EXERCISE GOAL:
Could you rescale the lines below by writing each one out again, requests included, with every coordinate in the answers multiplied by 2.55 and rounded to a whole number, halves rounding up?

DATA PROVIDED:
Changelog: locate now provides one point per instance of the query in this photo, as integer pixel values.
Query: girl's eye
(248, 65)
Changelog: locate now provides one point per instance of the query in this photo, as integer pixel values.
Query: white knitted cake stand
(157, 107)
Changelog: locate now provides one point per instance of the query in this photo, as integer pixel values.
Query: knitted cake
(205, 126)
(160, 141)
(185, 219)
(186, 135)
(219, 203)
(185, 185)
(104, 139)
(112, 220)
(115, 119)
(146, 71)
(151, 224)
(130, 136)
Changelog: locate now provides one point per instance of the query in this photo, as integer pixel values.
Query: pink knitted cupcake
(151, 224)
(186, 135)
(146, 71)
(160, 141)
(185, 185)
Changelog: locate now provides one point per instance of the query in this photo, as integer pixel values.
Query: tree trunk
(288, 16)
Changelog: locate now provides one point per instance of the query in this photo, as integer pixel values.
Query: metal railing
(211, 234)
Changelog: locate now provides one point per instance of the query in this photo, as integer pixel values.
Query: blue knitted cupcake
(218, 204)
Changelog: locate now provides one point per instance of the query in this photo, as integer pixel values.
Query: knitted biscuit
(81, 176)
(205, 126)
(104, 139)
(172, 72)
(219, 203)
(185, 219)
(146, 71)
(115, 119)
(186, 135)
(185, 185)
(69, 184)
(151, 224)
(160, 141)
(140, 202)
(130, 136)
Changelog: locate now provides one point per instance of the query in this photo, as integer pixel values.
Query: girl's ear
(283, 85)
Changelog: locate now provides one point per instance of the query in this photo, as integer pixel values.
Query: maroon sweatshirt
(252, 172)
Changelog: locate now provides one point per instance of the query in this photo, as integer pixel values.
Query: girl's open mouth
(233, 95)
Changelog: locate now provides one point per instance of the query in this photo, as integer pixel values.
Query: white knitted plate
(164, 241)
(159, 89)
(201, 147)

TASK RESULT:
Changelog: locate now provides one point per instance of the query in this photo, as integer pixel values.
Query: girl's eye
(632, 166)
Changelog: locate now provides one point per instance of the query in this photo, as integer pixel values.
Query: white knitted cake stand
(400, 273)
Changelog: locate now provides one point per instance of the query in this photo, as integer pixel values.
Query: knitted cake
(523, 321)
(408, 360)
(472, 558)
(474, 344)
(558, 518)
(472, 472)
(265, 354)
(286, 561)
(293, 303)
(372, 181)
(385, 571)
(332, 347)
Changelog: locate now provides one point per instance of the query in this photo, as integer pixel values.
Query: pink knitted cupcake
(385, 571)
(474, 344)
(372, 181)
(408, 360)
(472, 472)
Changelog: locate now provides one point per instance of the query in this photo, as integer pixel values.
Query: tree trunk
(734, 41)
Changelog: locate now provides one point per instance of the query in this photo, as integer pixel values.
Query: metal railing
(538, 597)
Changelog: locate now provides one point per instance of the query in this photo, as integer pixel values.
Query: blue knitted cupcake
(556, 520)
Changelog: locate now provides one point per instance of the query in this photo, as integer pixel values.
Query: knitted biscuit
(207, 449)
(523, 321)
(265, 354)
(439, 184)
(558, 518)
(472, 558)
(372, 181)
(293, 303)
(474, 344)
(472, 472)
(176, 469)
(385, 571)
(408, 360)
(357, 515)
(332, 347)
Changelog: locate now provides one point per instance of the query in this photo, as integer pixel values.
Query: girl's ear
(722, 217)
Changelog: locate now provides one point per instance of the query in this photo, as integer pixel values.
Query: maroon sweatshirt
(643, 439)
Changelog: locate now provides one point per instance of the query in this photo, as integer pixel values.
Query: girl's open mouth
(594, 242)
Changelog: locate now provides one point per instance of the query in this photo, as integer pixel values.
Query: white knitted plate
(418, 615)
(405, 227)
(513, 375)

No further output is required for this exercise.